Les médias jouent un grand rôle dans l’évolution des mentalités, dans la capacité de chacun à briser les stéréotypes de représentation de l’autre. On a dit, à raison, que le fait de voir dans une série américaine un président noir avait permis, entre autres, d’envisager la victoire possible de Barack Obama.

M. David Assouline. 24 heures chrono !

Mme Bariza Khiari. Dans ce cas précis, nous sommes passés non pas de la réalité à la fiction, mais bien de la fiction à la réalité.

Pour rapprocher les gens, pour briser ces frontières parfois indicibles, pour lutter contre les discriminations, il faut veiller non seulement à rendre visible la diversité mais aussi à la faire voir sous des formes un peu plus positives.

Je me contenterai, pour illustrer ce point, d’un exemple que j’ai choisi à dessein : le traitement de l’islam par les médias, je veux parler de l’islam non pas comme d’un sujet religieux mais comme du sujet politique qu’il est devenu, et c’est sous cet angle que je vais l’analyser.

Ainsi, madame la ministre, quand, à une heure de grande écoute, sur des chaînes du service public, on invite, pour parler de l’islam, des personnes qui ne parlent ni le français ni l’arabe, ceux que j’appelle des « analphabètes bilingues », semblant ne rien connaître aux sujets sur lesquelles elles doivent discourir ou bien des caricatures du wahhabisme intransigeant, sans recevoir sur le même plateau des intellectuels, musulmans ou pas, capables de s’exprimer sur le sujet dans un français de qualité, ou bien des gens simples pouvant parler le langage du cœur pour manifester leur engagement, on ne rend pas service à la diversité de notre pays ! On confirme et on renforce des stéréotypes au lieu de les effacer !

_ _ _ _ _

● Ensemble des consignes
**A)** Reproduisez le passage de l'extrait sur les médias qui commence par « Les médias jouent » et se poursuit jusqu'à « de Barack Obama. ».
**B)** Relevez tous les noms de personnes qui figurent dans l'extrait sur les médias.
**C)** Indiquez, s'il vous plaît, si chacune de ces affirmations s'accorde avec l'extrait sur les médias, en citant les mots décisifs : (i) d'après Mme Bariza Khiari, on est passé de la réalité à la fiction ; (ii) elle traite l'islam comme un sujet politique ; (iii) son exemple a été pris au hasard.

_ _ _ _ _

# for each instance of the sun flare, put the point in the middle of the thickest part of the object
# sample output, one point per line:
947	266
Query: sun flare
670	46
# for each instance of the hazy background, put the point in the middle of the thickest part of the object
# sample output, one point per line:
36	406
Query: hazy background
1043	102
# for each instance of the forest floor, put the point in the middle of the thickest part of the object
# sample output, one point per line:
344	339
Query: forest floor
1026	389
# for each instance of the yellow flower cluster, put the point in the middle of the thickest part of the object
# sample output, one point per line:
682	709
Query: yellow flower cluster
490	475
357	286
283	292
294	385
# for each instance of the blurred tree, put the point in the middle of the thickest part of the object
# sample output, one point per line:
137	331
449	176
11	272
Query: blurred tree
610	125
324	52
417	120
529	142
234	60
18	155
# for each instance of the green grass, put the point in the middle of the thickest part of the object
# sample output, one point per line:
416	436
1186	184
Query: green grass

_ _ _ _ _

● Solutions par consigne
**A)**
Les médias jouent un grand rôle dans l’évolution des mentalités, dans la capacité de chacun à briser les stéréotypes de représentation de l’autre. On a dit, à raison, que le fait de voir dans une série américaine un président noir avait permis, entre autres, d’envisager la victoire possible de Barack Obama.

**B)**
Barack Obama
David Assouline
Bariza Khiari

**C)**
(i) Non : « nous sommes passés non pas de la réalité à la fiction, mais bien de la fiction à la réalité ».
(ii) Oui : « je veux parler de l’islam non pas comme d’un sujet religieux mais comme du sujet politique qu’il est devenu ».
(iii) Non : « un exemple que j’ai choisi à dessein ».